Please work out how many lines in the data below contain "jacket", and reply with that number alone.

Excerpted data section start

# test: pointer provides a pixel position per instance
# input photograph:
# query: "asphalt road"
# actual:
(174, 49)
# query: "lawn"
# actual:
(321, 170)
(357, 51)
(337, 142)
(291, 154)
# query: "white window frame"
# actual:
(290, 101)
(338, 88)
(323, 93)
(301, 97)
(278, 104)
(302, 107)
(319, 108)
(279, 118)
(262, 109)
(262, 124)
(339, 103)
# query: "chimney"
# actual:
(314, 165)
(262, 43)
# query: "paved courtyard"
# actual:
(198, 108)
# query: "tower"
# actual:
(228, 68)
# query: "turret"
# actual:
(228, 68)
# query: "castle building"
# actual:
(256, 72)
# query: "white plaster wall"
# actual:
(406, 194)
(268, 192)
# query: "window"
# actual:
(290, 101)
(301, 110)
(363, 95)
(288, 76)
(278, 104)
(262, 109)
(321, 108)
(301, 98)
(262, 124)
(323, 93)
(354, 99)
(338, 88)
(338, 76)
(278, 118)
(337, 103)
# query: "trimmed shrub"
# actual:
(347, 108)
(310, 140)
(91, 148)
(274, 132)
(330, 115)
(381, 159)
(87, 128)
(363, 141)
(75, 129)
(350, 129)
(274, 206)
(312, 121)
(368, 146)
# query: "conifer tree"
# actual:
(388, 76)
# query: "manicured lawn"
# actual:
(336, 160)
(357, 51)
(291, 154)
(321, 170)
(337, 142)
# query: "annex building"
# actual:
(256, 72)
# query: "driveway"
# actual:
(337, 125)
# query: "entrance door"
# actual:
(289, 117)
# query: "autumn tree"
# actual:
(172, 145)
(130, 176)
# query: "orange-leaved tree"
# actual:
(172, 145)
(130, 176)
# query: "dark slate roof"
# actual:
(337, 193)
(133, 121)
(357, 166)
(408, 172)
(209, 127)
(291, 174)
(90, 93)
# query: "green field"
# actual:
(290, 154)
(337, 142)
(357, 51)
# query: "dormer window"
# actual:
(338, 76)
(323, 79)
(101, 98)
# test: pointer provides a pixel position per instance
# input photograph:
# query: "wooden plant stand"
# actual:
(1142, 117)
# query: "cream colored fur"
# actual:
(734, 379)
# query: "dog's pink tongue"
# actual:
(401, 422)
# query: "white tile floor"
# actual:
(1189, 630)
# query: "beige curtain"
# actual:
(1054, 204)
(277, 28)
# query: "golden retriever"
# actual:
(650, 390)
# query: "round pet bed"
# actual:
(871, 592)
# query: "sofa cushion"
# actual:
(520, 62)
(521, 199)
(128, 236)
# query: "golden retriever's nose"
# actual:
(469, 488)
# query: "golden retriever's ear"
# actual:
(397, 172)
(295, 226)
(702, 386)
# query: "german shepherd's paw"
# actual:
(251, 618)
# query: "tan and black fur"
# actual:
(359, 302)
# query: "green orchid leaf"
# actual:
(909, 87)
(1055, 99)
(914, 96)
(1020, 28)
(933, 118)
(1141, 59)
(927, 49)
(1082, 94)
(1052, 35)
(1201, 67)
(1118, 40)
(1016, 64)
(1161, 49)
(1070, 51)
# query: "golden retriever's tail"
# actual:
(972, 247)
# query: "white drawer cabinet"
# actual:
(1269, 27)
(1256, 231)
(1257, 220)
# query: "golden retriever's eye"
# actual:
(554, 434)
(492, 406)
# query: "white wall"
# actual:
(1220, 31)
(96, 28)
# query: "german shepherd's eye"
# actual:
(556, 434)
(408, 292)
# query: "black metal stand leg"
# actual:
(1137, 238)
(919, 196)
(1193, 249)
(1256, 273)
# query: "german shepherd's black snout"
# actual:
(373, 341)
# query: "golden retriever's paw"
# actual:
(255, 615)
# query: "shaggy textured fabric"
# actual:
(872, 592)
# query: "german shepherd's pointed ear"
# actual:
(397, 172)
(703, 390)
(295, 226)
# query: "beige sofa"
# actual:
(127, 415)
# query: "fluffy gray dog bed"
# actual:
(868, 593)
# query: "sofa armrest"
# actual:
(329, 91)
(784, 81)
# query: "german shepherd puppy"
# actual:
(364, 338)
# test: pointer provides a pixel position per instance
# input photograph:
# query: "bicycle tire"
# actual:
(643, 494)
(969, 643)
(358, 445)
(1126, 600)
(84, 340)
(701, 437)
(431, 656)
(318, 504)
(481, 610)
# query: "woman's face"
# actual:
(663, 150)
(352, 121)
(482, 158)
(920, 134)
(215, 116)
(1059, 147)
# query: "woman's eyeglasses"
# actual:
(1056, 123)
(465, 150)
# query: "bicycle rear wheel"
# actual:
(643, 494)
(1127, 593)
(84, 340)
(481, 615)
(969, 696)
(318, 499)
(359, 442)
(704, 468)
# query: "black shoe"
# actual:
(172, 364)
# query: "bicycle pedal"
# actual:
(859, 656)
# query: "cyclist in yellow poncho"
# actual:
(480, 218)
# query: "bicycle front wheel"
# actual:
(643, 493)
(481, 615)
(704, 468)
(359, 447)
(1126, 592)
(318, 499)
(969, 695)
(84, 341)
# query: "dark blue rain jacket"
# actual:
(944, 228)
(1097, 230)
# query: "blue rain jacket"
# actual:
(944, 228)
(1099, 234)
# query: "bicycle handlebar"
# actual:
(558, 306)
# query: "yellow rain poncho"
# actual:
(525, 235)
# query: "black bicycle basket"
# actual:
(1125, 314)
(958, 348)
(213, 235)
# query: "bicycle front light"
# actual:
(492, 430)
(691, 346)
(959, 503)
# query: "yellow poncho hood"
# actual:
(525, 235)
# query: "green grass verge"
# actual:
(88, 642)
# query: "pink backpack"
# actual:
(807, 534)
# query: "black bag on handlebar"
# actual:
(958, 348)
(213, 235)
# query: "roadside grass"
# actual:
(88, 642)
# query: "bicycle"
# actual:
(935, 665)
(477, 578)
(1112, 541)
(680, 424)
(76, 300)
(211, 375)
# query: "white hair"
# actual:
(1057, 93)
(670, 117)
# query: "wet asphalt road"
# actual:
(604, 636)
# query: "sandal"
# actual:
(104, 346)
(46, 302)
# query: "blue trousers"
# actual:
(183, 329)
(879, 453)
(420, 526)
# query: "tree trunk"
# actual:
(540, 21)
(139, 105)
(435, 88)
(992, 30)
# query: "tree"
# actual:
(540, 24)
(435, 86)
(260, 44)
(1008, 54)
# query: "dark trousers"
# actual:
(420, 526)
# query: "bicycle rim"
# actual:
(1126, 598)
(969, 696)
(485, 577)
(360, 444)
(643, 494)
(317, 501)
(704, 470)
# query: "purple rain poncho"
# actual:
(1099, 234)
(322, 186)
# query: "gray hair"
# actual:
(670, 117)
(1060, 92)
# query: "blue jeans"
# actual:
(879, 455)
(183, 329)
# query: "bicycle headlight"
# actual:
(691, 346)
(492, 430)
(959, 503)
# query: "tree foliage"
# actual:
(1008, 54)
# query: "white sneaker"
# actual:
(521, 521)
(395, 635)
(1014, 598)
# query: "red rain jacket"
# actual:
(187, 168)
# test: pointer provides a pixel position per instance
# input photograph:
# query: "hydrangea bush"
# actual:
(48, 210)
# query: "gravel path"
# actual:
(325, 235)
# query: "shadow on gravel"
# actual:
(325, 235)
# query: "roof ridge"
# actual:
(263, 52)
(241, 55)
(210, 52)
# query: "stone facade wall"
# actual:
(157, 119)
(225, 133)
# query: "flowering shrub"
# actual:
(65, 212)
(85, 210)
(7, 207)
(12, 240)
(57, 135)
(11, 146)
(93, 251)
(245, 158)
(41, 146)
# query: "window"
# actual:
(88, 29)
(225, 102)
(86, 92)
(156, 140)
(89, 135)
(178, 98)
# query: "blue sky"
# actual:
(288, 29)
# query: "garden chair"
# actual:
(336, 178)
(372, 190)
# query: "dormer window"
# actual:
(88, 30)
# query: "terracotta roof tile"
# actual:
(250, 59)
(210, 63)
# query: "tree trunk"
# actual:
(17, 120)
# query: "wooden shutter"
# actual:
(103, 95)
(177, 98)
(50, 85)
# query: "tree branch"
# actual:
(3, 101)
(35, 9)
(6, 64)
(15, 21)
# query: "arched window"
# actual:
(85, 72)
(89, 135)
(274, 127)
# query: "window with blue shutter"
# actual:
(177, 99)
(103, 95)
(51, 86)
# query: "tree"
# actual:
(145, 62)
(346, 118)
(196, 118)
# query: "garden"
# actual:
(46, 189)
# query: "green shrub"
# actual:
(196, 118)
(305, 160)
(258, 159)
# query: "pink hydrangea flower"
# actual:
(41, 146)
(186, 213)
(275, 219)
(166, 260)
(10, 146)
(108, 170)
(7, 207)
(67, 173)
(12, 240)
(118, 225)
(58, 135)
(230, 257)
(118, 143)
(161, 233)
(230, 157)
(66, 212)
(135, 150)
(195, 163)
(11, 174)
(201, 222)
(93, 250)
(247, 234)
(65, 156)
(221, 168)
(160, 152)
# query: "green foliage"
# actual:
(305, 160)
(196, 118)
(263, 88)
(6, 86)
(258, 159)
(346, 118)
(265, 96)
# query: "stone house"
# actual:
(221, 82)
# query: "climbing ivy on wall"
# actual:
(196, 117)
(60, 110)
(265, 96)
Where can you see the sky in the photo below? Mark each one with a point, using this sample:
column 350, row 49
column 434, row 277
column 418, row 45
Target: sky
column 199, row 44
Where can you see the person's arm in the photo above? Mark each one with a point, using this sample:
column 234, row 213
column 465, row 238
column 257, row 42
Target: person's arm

Excerpted data section end

* [Written answer]: 3